What to produce: How many lines in the data below contain the string "ymax"? Reply with the number alone.

Provided material:
_ _ _ _
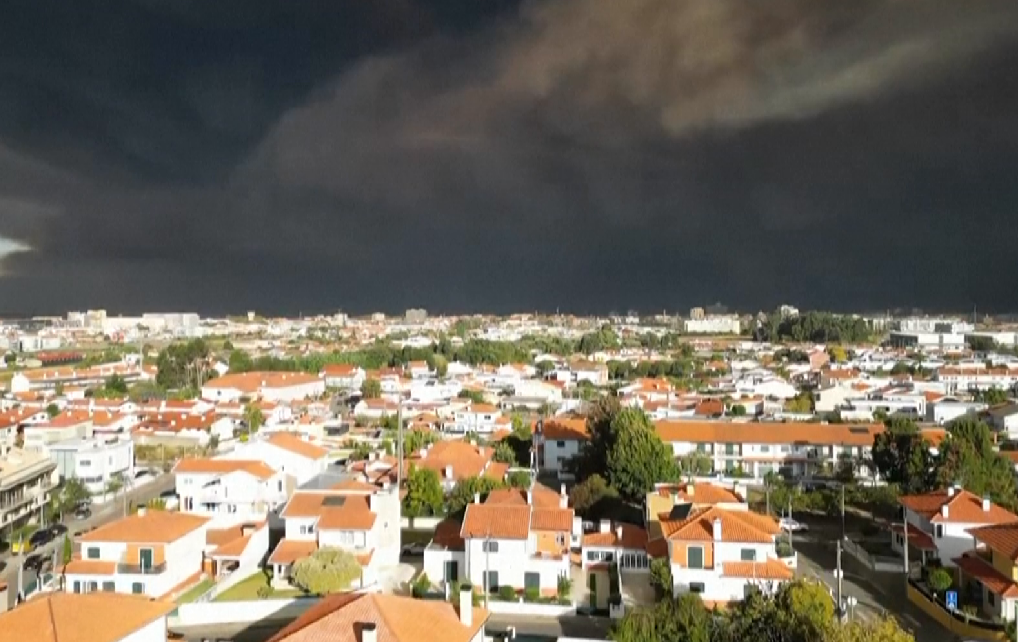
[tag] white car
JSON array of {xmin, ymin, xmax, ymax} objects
_ _ _ _
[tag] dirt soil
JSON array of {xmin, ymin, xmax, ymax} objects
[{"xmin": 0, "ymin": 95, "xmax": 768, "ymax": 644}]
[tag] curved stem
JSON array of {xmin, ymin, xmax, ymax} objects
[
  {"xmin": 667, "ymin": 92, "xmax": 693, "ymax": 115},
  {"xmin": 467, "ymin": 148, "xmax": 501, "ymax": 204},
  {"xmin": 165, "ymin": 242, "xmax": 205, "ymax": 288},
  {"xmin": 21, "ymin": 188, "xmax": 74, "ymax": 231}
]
_ _ _ _
Response to this exercise: 8